[Natural-language object grounding data]
· · · · ·

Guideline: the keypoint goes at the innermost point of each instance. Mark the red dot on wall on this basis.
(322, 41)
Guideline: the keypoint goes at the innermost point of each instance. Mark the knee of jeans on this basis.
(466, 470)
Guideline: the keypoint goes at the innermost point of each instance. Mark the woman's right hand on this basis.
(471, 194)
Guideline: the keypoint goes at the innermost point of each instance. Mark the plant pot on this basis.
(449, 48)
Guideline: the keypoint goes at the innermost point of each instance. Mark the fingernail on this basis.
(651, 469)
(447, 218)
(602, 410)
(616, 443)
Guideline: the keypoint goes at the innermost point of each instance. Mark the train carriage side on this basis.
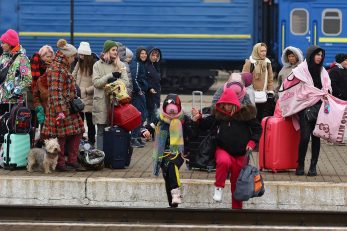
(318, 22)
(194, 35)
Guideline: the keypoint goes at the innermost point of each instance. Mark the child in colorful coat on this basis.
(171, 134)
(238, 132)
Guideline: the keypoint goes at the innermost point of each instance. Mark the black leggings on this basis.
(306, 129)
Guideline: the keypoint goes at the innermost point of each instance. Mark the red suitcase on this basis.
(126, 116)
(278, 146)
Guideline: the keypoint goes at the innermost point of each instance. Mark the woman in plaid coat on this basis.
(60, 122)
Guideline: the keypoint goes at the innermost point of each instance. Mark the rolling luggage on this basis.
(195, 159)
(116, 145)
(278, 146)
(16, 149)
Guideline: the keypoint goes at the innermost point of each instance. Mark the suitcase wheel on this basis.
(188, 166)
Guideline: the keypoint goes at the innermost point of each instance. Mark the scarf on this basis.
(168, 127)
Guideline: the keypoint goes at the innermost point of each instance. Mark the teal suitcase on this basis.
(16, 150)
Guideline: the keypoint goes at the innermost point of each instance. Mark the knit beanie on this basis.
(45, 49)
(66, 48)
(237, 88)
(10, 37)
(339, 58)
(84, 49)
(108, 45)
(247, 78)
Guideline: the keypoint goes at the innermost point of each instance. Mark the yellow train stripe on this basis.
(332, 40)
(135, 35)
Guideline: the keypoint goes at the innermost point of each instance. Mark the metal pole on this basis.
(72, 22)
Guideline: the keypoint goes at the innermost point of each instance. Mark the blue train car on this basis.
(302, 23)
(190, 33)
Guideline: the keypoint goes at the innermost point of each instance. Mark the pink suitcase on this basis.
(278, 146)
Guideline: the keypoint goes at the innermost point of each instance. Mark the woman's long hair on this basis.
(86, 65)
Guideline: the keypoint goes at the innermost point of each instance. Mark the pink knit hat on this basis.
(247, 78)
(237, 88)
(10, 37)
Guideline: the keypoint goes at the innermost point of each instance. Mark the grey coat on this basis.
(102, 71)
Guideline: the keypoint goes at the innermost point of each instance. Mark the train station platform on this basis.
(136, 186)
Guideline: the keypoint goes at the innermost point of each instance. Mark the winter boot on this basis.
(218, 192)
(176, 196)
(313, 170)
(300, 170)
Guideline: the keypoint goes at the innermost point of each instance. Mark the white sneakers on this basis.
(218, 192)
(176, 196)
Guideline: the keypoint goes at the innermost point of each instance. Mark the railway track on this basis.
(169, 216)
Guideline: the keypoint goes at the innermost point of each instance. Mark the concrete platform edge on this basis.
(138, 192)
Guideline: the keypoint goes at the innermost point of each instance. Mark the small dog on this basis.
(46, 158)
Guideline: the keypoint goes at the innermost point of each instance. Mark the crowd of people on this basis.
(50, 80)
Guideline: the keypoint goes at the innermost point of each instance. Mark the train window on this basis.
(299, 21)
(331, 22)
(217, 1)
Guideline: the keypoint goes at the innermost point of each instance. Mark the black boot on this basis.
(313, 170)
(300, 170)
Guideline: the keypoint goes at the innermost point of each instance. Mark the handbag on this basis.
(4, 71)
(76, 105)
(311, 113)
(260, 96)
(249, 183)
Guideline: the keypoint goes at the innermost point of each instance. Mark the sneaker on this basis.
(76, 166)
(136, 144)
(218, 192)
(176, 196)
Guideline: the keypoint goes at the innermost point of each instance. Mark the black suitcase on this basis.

· · · · ·

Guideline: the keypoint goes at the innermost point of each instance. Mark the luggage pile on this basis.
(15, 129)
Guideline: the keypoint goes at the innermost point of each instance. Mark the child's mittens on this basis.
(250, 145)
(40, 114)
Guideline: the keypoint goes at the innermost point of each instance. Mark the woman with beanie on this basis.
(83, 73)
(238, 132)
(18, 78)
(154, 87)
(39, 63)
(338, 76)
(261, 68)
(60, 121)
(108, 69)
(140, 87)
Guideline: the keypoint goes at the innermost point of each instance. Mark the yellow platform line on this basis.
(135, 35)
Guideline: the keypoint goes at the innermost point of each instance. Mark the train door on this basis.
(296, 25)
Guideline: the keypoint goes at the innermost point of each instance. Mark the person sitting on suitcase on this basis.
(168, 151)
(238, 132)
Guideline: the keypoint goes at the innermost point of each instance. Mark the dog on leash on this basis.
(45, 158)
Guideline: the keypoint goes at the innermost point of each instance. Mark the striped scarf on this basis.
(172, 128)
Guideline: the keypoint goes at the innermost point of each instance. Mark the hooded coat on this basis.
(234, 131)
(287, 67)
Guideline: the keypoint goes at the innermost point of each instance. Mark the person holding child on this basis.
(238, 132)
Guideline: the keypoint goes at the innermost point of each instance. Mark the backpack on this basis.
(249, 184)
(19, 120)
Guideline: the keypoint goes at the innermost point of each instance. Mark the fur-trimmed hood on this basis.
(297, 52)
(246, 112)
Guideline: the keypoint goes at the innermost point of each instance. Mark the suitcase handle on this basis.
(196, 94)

· · · · ·

- Your instructions -
Could you restate, word for word, the lines above from the one with "track on this basis." to the one with "black suitcase on this basis.", both included?

- Task result -
Guideline: the keypoint goes at the innermost point of each instance. Mark the railway track on this basis.
(169, 216)
Guideline: the keypoint goes at the innermost point of each instance. Mark the concrete platform edge on this basis.
(138, 192)
Guideline: the keypoint goes at the innermost point of each instance. Mark the small dog on this basis.
(46, 158)
Guideline: the keypoint goes at the innermost point of each instance. Mark the crowd of people on this basis.
(50, 80)
Guideline: the keypoint goes at the innermost point of each instance. Mark the train window on this basis.
(299, 21)
(331, 22)
(217, 1)
Guideline: the keypoint goes at the innermost point of each instance. Mark the black boot on this basis.
(313, 170)
(300, 170)
Guideline: the keypoint goes at the innermost point of each instance. Mark the handbag on this basis.
(4, 71)
(76, 105)
(311, 113)
(260, 96)
(249, 183)
Guideline: the keypoint goes at the innermost point of each instance. Mark the sneaker on this basis.
(76, 166)
(136, 144)
(218, 192)
(176, 196)
Guideline: the keypoint goes at the innermost point of each instance. Mark the black suitcase on this basis.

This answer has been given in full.